WORK ORDER
Begin at the line containing "Target: kitchen appliance" in the data below and go on through the line containing "Could you kindly tag the curly", repeating each line exactly; include both ends and no other line.

━━ DATASET RECORDS ━━

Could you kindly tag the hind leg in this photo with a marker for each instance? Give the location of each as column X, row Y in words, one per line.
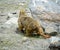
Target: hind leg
column 42, row 33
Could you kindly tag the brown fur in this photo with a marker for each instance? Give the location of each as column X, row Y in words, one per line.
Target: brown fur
column 30, row 25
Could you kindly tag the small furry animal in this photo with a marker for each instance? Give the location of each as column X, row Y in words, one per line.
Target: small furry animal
column 31, row 25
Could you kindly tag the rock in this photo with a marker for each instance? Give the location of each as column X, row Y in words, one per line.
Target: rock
column 54, row 43
column 48, row 15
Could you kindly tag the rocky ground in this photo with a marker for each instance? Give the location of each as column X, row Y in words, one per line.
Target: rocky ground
column 10, row 39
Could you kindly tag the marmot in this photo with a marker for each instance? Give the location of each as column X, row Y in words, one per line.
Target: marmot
column 31, row 25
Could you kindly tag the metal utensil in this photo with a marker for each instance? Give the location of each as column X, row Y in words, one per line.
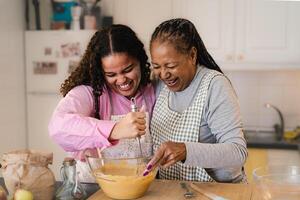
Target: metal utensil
column 188, row 194
column 135, row 109
column 208, row 194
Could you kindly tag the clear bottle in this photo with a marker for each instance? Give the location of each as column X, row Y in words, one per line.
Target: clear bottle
column 71, row 187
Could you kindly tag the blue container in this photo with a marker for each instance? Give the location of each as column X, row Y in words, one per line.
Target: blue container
column 62, row 11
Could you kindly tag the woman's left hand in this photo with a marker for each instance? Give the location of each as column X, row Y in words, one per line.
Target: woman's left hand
column 167, row 154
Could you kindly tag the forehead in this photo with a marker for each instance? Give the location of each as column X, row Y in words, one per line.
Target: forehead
column 163, row 51
column 116, row 61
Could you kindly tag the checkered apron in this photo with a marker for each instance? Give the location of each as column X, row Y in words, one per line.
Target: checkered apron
column 169, row 125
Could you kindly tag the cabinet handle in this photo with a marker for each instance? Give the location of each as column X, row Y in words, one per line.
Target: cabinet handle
column 241, row 57
column 229, row 57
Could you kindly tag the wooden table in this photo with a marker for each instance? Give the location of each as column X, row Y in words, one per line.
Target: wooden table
column 171, row 190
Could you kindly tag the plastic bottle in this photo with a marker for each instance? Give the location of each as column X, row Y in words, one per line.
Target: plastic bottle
column 71, row 187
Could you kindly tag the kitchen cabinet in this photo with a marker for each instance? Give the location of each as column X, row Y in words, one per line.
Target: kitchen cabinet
column 142, row 15
column 50, row 57
column 40, row 108
column 263, row 157
column 247, row 34
column 267, row 32
column 256, row 158
column 240, row 34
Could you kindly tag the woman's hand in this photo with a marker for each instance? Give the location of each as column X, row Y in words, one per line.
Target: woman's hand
column 131, row 126
column 167, row 154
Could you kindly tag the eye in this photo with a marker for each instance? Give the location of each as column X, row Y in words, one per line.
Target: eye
column 110, row 75
column 171, row 65
column 154, row 66
column 128, row 69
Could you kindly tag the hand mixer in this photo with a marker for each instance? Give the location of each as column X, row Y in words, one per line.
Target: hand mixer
column 135, row 109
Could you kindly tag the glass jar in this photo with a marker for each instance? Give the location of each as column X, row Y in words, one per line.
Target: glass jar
column 71, row 187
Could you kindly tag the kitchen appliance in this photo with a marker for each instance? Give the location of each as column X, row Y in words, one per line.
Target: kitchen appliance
column 50, row 57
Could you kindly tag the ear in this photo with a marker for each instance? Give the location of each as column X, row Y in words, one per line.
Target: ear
column 193, row 55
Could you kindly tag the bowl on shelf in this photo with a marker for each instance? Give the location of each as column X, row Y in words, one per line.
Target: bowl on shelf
column 121, row 178
column 278, row 182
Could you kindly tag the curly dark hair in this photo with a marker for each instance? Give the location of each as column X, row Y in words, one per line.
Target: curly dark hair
column 183, row 35
column 114, row 39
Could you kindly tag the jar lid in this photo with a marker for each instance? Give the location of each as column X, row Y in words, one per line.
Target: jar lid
column 69, row 161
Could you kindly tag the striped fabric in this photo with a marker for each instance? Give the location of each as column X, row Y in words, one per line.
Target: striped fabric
column 169, row 125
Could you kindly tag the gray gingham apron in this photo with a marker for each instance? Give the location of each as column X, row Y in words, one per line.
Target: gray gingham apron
column 169, row 125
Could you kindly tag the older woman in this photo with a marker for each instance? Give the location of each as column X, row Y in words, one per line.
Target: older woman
column 196, row 124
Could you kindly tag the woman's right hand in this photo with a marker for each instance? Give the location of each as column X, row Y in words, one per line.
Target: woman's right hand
column 131, row 126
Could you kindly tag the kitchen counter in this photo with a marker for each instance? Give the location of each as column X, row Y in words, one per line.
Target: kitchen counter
column 265, row 144
column 90, row 188
column 171, row 190
column 267, row 140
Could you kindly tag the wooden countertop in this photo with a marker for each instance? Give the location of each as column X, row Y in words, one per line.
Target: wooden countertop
column 171, row 190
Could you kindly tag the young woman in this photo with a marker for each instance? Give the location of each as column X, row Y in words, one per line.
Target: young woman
column 96, row 109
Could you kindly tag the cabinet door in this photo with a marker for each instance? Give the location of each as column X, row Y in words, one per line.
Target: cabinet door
column 39, row 110
column 268, row 31
column 283, row 157
column 142, row 15
column 214, row 21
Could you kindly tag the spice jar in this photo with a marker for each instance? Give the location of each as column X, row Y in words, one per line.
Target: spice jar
column 71, row 187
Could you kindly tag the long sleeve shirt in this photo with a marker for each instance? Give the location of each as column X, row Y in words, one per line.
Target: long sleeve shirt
column 73, row 126
column 222, row 149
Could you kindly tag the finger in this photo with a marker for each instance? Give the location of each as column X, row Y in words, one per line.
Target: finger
column 140, row 121
column 171, row 160
column 143, row 108
column 139, row 114
column 155, row 161
column 141, row 128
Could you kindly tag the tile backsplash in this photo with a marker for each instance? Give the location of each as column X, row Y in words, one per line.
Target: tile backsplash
column 280, row 88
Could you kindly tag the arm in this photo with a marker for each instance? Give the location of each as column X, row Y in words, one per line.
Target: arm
column 72, row 126
column 222, row 120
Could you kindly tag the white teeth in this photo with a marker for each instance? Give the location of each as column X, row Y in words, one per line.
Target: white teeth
column 171, row 83
column 124, row 86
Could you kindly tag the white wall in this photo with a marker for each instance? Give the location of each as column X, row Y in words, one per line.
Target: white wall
column 12, row 76
column 280, row 88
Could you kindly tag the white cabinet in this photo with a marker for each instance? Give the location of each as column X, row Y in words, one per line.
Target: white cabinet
column 142, row 15
column 286, row 157
column 267, row 31
column 50, row 56
column 246, row 34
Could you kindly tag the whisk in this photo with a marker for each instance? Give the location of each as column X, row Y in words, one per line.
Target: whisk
column 135, row 109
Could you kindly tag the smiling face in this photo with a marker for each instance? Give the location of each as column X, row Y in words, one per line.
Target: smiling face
column 175, row 69
column 122, row 73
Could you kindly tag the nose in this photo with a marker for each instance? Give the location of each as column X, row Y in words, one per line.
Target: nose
column 164, row 73
column 121, row 79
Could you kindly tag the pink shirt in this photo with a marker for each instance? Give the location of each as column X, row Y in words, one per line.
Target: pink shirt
column 73, row 126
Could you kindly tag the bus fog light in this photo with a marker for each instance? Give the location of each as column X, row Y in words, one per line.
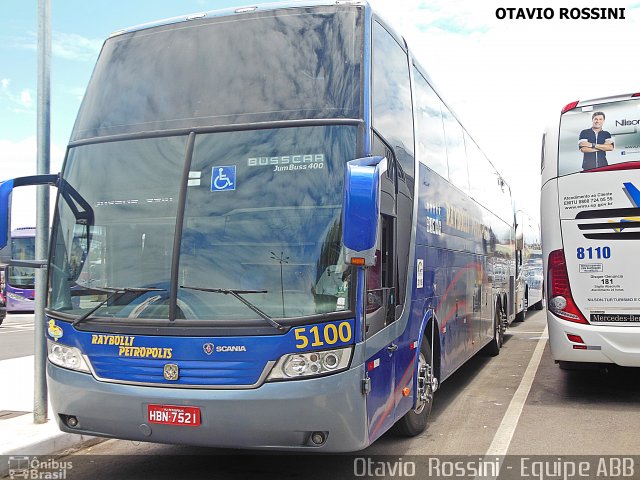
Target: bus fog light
column 300, row 365
column 66, row 357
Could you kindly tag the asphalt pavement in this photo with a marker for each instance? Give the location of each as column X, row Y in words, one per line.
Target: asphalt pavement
column 19, row 435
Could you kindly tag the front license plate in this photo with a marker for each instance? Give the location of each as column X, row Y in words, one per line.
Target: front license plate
column 174, row 415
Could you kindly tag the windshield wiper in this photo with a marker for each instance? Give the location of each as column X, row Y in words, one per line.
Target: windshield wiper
column 237, row 294
column 115, row 292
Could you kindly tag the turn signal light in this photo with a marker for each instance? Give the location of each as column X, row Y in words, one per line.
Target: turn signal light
column 560, row 300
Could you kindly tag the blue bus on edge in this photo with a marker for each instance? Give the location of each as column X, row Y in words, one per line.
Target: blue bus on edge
column 271, row 232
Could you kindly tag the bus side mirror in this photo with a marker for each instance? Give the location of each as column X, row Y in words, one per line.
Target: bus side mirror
column 361, row 209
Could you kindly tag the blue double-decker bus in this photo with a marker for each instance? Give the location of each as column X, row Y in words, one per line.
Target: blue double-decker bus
column 271, row 232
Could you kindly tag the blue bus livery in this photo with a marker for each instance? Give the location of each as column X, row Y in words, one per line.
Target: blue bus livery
column 19, row 280
column 270, row 232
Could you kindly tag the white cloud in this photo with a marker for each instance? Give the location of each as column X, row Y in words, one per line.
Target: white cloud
column 72, row 46
column 25, row 98
column 18, row 103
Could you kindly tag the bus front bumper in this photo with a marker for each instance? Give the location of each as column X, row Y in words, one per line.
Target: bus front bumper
column 602, row 344
column 276, row 416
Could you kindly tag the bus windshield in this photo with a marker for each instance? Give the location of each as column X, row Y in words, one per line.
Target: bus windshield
column 260, row 217
column 598, row 136
column 288, row 64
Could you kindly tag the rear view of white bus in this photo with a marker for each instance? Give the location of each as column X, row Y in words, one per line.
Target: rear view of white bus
column 590, row 214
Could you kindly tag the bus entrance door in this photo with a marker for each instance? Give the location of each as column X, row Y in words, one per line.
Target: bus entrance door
column 380, row 314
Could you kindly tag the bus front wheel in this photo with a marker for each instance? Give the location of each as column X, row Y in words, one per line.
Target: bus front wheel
column 414, row 422
column 493, row 348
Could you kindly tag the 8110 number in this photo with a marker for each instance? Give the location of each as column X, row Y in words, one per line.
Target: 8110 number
column 590, row 253
column 320, row 335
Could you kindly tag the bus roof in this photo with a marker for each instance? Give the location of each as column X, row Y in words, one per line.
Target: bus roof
column 235, row 11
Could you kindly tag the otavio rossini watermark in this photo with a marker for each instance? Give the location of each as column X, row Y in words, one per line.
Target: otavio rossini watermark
column 497, row 467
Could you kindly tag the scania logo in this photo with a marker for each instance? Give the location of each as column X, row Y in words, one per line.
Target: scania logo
column 171, row 372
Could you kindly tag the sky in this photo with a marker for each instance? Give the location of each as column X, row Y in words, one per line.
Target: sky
column 506, row 79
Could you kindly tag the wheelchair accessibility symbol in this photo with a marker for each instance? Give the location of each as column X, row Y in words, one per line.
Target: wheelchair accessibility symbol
column 223, row 178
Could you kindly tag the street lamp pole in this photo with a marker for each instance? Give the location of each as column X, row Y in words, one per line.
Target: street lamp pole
column 40, row 395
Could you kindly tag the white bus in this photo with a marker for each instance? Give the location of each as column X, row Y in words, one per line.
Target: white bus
column 590, row 210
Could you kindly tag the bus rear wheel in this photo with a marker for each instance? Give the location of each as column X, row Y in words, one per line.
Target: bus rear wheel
column 415, row 421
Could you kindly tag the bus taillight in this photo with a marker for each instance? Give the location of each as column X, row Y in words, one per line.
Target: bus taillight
column 560, row 300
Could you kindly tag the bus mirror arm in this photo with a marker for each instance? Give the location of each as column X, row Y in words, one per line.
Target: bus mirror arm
column 7, row 187
column 361, row 208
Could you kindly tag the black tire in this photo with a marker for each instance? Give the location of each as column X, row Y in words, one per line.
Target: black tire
column 494, row 346
column 415, row 421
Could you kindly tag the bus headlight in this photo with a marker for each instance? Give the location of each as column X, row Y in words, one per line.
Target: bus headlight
column 311, row 364
column 66, row 357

━━━

WRITTEN SOLUTION
Target: kitchen appliance
column 50, row 57
Could you kindly tag the ear in this photo with a marker for each instance? Give the location of each as column X, row Y in words, one per line.
Target: ear
column 193, row 55
Could you kindly tag the bowl on shelf in this photo with a marker for each instance? Give the location of each as column X, row Y in words, one per line.
Target: bowl on shelf
column 121, row 178
column 278, row 182
Could you kindly tag the curly dark hair in this photo with a marker for each instance? Give the location of each as column X, row Y in words, one per line.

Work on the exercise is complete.